- [PARTS OF THE EXERCISE]:
(a) According to the list of things that are going or gone, on what date will the equity partners dissolve the firm?
(b) Pick up the list of things that are going or gone right after its last sentence and continue writing it.

Things That Are Going and/or Gone in Mostly Random Order

  1. Windows XP

    Microsoft ended support for XP as of today. You can still use it but you won’t get security updates anymore, although before today you only got them once a month so I’m not sure this is a huge change. It’s sad because XP was one of Microsoft’s decent operating systems, unlike its predecessor Me, its successor Vista, or the current 8. Some ass from the company was on TV today saying that people shouldn’t lament the ending of XP because it first shipped in 2001 and then he snottily said, “I mean, think of the phone you were using in 2001. You wouldn’t still be using that phone, would you?” Well, as a matter of fact, if the screen hadn’t died, I would still be using my 2001 phone. OH MOTOROLA STARTAC, HOW I MISS YOU, YOU MAGNIFICENT ANTENNAED CLAMSHELL BASTARD!

  2. My Car

    I’m not sure about this one, but I have my suspicions. The gauges seem to be failing. First the gas gauge got stuck on FULL for a while, and now my speedometer won’t fall below 5 MPH, even when the car is parked. It seems to be working when I’m driving above 5 MPH; then again, with a wonky speedometer, I really can’t be sure. I’ve wanted a new car for a while, but I don’t really need one since I don’t drive that much. Moreover, I have been trying to move to another state for, well, 42 years, and if I buy a new car now I’ll have to ship it there, whereas if I keep my old car, I can just get rid of it before I move and buy a new one when I get there.

  3. My Job

    The equity partners have decided to dissolve the firm as of August 31. One is retiring and the other is, I don’t know, going to open an etsy shop probably. I would be upset, but I was planning to quit anyway so I can move, so the only real effect for me is that on Thursdays when I actually go into the office and ask one of the assistants to do something, I get even more of an attitude than usual. I MISS MY MOTOROLA STARTAC MORE THAN I WILL MISS YOU, ASSISTANTS!

  4. David Letterman

    He’s retiring sometime in 2015, and I am sad about this even though I can’t remember the last time I watched his show. For years, I watched this show every damned night, and I argued with my dad more than once over whether Dave was or was not “mean” to Shirley MacLaine and Lily Tomlin when they were guests on his show. I’ll probably start watching again until he retires, just as I religiously watched Johnny Carson’s last few months, and also will, whenever someone says that they think Ellen DeGeneres would make a good replacement, scream “YOU COULD NOT BE MORE WRONG!” in his or her stupid face.

- [EXTRACTED MATERIAL]:
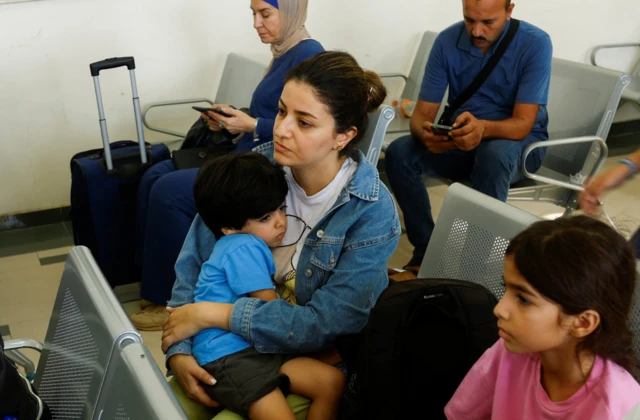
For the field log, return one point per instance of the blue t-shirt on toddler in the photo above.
(239, 264)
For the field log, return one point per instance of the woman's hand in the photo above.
(188, 320)
(190, 375)
(183, 322)
(238, 122)
(600, 184)
(213, 124)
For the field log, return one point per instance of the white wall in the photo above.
(47, 104)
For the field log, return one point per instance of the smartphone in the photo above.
(442, 130)
(216, 110)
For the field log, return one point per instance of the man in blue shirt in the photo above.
(490, 130)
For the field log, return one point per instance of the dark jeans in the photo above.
(492, 167)
(166, 209)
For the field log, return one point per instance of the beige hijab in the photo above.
(293, 15)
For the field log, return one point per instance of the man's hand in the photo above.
(600, 184)
(468, 132)
(436, 143)
(190, 375)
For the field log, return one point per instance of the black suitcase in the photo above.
(421, 339)
(104, 186)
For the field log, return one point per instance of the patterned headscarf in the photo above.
(293, 15)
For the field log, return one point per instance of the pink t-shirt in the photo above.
(504, 385)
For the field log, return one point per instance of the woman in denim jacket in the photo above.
(340, 255)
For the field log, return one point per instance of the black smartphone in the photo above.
(216, 110)
(442, 130)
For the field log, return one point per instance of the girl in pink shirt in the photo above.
(565, 350)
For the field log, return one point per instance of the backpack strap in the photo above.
(454, 105)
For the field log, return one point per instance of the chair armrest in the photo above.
(550, 143)
(390, 75)
(23, 343)
(610, 46)
(169, 103)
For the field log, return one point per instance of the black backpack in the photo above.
(422, 338)
(18, 399)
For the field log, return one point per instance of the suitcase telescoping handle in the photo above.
(111, 63)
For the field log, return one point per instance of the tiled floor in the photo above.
(31, 263)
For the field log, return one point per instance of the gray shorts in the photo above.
(245, 377)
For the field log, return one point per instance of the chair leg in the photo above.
(21, 360)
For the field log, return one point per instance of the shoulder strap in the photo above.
(453, 106)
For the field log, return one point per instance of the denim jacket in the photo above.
(340, 274)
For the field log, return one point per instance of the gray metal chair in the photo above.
(582, 103)
(471, 236)
(134, 388)
(240, 78)
(632, 93)
(413, 81)
(87, 332)
(371, 144)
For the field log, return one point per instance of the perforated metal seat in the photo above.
(85, 353)
(471, 236)
(582, 103)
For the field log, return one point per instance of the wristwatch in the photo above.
(255, 131)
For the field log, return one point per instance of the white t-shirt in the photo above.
(304, 212)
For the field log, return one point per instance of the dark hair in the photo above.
(349, 91)
(233, 188)
(580, 263)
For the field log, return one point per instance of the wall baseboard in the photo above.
(35, 218)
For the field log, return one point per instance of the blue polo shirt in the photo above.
(522, 75)
(239, 264)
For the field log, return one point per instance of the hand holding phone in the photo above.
(216, 110)
(441, 130)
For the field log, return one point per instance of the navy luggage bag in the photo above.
(104, 186)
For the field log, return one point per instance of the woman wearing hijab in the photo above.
(166, 206)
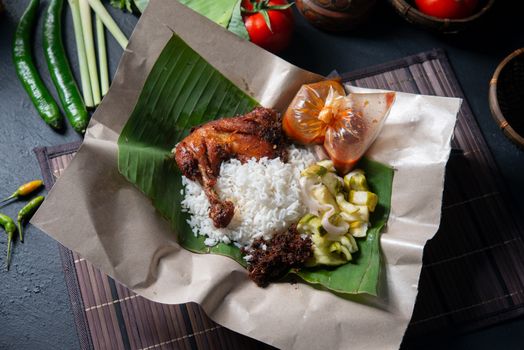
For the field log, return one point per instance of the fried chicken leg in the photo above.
(256, 134)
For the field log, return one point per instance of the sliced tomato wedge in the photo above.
(321, 113)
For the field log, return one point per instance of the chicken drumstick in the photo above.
(256, 134)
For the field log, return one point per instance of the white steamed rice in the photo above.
(266, 194)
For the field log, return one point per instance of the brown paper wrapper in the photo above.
(93, 210)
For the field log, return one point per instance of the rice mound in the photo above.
(266, 194)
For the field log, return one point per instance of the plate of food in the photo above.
(249, 185)
(280, 192)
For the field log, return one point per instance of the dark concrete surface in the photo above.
(34, 305)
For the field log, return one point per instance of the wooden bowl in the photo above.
(506, 96)
(335, 15)
(411, 14)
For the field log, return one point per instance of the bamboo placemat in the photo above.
(473, 273)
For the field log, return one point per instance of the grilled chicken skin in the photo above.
(256, 134)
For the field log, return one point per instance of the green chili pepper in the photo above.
(26, 212)
(10, 228)
(25, 189)
(26, 70)
(74, 107)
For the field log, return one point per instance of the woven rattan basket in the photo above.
(506, 96)
(407, 10)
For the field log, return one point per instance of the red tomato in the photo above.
(447, 8)
(278, 37)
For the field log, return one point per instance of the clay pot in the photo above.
(335, 15)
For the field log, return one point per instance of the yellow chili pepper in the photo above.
(25, 189)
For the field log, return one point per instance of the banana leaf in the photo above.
(182, 91)
(236, 25)
(219, 11)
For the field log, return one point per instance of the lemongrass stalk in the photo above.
(81, 53)
(108, 21)
(87, 26)
(102, 56)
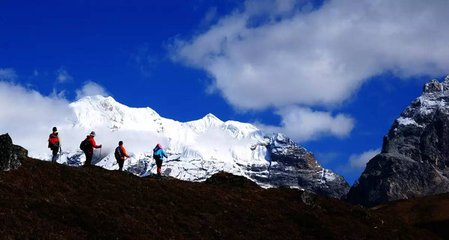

- [EXPECTED ANSWERS]:
(a) August 31

(b)
  5. Television Without Pity

    TWoP ceased editorial operations last Friday and will close down the forums at the end of May. I was surprised at how crestfallen I was about this news (as a point of reference, I feel worse about TWoP closing down than I do about my firm closing down). I started reading the recaps and posting in the forums in 2001 when it was still Mighty Big TV. A smaller site then, the forums were filled with TV obsessives who were required to use standard punctuation and grammar or be banished forever (or until they came up with a new username and learned to use the shift key, whichever came first). My favorite forum exchange was when a user named Bachelorette01 posted a multi-paragraph screed that I can’t recreate but it was basically:

    blah blah blah RACIST HIERARCHY blah blah blah blah blah blah blah blah blah blah blah blah blah blah blah blah blah blah blah blah blah blah blah blah blah blah blah blah blah blah blah blah blah blah blah blah blah blah blah blah blah blah blah blah blah blah blah blah blah blah blah blah blah blah blah blah blah blah blah blah blah blah blah

    blah blah blah MISOGYNISTIC PATRIARCHY!!! blah blah blah blah blah blah blah blah blah blah blah blah blah blah blah blah blah blah blah blah blah blah blah blah blah blah blah blah blah blah blah blah blah blah blah blah blah blah blah blah blah blah blah blah blah blah blah blah blah blah blah blah blah blah blah blah blah blah blah blah

    blah blah blah LET’S GET REAL HERE blah blah blah blah blah blah blah blah blah blah blah blah blah blah blah blah blah blah blah blah blah blah blah blah blah blah blah blah blah blah blah blah blah blah blah blah blah blah blah blah blah blah blah blah blah blah blah blah blah blah blah blah blah blah blah blah blah blah blah blah blah blah blah

    blah blah blah WHY ARE YOU SO THREATENED blah blah blah blah blah blah blah blah blah blah blah blah blah blah blah blah blah blah blah blah blah blah blah blah blah blah blah blah blah blah blah blah blah blah blah blah blah blah blah blah blah blah blah blah blah

    blah blah ONE SENTENCE THAT’S ACTUALLY ABOUT THE TV SHOW blah

    blah blah blah TO MAKE A LONG STORY SHORT blah blah blah blah blah blah blah blah blah blah blah blah blah blah blah blah blah blah blah blah blah blah blah blah blah blah blah blah blah blah blah blah blah blah blah blah blah blah blah blah blah blah blah blah blah blah blah blah

    blah blah blah POLITICS AS USUAL! blah blah blah blah blah blah blah blah blah blah blah blah blah blah blah blah blah blah blah blah blah blah blah blah blah blah blah blah blah blah blah blah blah blah blah blah blah blah blah blah blah blah blah blah blah blah blah blah blah blah blah

    to which another poster succinctly replied:

    That was great, but could we meet Bachelorette02 now?

    I will miss you TWoP. You’ve been kind of terrible since NBC bought you a few years ago, but for a few years there, you were the best thing on the internet.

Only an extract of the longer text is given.